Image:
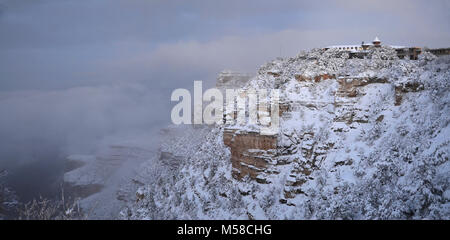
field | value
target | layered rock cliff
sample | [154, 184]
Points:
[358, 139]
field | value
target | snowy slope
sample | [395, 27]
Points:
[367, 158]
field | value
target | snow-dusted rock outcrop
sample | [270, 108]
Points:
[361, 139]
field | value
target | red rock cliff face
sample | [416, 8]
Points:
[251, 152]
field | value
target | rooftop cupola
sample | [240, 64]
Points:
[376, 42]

* * *

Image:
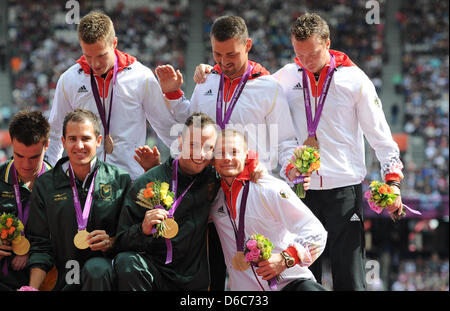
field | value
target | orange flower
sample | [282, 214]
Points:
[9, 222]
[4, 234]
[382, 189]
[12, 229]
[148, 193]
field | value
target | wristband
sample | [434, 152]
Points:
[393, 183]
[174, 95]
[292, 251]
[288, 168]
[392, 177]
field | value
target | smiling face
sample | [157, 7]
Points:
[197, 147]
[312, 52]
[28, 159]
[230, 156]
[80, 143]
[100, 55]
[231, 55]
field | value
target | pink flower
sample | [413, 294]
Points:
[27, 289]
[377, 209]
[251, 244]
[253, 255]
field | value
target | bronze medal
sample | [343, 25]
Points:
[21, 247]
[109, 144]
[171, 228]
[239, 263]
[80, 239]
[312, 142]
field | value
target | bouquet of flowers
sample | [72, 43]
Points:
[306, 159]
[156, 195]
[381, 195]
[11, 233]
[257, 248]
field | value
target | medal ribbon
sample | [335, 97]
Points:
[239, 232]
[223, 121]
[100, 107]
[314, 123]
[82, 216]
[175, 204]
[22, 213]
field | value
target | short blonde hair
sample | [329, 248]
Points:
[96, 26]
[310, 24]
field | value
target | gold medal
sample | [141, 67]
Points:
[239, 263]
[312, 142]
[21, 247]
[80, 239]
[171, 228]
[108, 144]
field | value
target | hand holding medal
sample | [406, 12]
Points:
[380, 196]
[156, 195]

* * *

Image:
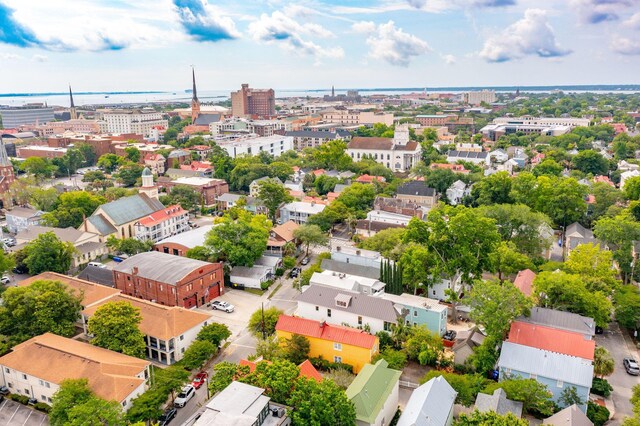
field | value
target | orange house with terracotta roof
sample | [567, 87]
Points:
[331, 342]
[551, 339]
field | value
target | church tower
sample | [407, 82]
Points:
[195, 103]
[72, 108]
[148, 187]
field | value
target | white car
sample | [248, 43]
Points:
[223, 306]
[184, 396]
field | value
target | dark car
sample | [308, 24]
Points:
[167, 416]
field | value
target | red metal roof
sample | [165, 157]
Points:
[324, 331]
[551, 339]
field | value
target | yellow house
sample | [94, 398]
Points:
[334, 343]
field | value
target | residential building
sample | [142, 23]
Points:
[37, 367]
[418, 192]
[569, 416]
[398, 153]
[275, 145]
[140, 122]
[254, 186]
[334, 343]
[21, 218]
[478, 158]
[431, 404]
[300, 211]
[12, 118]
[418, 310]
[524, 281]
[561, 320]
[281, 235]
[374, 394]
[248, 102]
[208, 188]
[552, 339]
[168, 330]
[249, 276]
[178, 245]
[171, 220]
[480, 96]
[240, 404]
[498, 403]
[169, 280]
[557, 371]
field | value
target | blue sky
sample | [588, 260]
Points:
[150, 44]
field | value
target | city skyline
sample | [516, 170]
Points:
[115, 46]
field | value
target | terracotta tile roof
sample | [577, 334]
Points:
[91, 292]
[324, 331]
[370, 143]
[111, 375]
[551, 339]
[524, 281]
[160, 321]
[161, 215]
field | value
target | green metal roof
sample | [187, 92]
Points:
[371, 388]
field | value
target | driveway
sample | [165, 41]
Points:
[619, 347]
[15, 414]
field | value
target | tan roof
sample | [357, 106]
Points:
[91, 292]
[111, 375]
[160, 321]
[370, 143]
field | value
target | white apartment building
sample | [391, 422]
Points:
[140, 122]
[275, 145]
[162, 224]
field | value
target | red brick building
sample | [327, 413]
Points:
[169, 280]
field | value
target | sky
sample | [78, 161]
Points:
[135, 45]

PROBLEM DETAILS
Pull out every line of the records that contains the string "building" and copy each one in full.

REPLY
target | residential building
target | white apartment building
target | red brick building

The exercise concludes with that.